Look through the material below and count the lines with the string "outline". Report only the count.

--- START ---

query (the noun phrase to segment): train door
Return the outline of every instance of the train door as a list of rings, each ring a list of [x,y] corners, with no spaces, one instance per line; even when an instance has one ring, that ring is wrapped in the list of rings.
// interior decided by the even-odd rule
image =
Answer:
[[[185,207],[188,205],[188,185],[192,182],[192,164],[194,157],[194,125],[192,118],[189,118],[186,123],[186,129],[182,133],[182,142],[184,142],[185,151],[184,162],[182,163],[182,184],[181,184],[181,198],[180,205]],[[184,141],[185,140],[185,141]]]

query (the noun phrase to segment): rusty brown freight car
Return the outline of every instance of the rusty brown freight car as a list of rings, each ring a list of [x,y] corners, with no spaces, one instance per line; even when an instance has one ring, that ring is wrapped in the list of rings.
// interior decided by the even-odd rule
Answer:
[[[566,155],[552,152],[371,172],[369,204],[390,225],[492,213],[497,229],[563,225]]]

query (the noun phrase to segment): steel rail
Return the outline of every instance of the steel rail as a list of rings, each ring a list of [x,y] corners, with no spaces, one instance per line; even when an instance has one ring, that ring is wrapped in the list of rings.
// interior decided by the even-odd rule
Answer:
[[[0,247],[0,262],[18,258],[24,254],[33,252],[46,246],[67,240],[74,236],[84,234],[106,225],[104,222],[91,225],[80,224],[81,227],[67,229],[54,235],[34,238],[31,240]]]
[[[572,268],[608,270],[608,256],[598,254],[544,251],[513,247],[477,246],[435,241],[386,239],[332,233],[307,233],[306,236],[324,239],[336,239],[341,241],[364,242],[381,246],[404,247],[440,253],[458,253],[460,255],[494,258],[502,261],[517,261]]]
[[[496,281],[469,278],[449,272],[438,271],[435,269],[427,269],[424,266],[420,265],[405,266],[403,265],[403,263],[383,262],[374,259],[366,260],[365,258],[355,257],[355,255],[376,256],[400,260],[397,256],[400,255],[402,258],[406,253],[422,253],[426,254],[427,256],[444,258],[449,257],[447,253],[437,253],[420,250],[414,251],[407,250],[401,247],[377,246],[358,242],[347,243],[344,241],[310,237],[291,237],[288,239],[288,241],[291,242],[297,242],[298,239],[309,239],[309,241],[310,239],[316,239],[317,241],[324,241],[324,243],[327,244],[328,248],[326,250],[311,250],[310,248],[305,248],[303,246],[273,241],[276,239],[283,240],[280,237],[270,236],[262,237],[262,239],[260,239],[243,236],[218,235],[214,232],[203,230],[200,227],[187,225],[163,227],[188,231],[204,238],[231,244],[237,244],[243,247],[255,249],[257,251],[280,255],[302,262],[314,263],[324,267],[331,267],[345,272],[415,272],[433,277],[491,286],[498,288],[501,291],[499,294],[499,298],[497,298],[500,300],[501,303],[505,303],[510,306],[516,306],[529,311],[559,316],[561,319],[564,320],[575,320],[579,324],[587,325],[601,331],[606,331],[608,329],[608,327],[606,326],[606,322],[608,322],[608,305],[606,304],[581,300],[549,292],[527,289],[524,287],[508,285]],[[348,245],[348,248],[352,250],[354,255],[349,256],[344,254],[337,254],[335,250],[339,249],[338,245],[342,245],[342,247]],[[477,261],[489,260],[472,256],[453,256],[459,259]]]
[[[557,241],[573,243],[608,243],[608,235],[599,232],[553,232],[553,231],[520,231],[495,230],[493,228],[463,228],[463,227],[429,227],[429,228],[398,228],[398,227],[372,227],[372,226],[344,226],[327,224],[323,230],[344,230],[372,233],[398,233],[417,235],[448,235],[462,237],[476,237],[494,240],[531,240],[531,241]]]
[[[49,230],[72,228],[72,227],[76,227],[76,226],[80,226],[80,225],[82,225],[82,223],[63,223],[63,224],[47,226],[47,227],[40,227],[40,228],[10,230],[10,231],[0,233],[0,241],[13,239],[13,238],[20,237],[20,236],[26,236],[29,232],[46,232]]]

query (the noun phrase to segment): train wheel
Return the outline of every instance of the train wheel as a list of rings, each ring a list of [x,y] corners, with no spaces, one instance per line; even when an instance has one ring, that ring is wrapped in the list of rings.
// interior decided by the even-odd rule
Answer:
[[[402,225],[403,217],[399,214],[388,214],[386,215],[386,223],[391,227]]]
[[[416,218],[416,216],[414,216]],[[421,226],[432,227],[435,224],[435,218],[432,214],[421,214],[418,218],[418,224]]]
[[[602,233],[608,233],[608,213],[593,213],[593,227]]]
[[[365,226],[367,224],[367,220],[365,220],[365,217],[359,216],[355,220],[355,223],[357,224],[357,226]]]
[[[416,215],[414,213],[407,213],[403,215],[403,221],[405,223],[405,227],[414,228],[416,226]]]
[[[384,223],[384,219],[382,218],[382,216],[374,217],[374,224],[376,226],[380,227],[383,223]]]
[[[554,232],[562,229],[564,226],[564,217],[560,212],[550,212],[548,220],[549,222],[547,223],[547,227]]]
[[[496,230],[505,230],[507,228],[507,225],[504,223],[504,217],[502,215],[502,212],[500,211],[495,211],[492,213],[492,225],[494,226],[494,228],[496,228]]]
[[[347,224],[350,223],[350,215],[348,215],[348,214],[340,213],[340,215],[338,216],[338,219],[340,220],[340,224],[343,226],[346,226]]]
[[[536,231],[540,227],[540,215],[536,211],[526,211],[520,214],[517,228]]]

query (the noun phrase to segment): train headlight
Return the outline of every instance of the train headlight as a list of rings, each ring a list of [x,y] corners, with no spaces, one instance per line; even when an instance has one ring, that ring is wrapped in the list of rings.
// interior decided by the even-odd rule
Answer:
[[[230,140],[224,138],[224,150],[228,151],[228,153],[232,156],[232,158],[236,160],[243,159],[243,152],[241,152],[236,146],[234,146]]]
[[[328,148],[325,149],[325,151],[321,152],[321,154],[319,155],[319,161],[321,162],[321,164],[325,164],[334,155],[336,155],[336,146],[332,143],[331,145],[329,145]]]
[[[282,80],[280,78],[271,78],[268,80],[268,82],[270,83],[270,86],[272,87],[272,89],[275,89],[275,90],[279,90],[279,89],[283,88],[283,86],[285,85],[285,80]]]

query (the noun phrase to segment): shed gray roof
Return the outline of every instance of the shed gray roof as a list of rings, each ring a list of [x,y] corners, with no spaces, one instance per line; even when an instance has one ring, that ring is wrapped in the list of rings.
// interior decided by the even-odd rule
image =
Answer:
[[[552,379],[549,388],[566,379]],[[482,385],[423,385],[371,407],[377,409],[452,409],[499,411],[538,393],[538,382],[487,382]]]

--- END ---

§ **TASK SOLUTION**: 6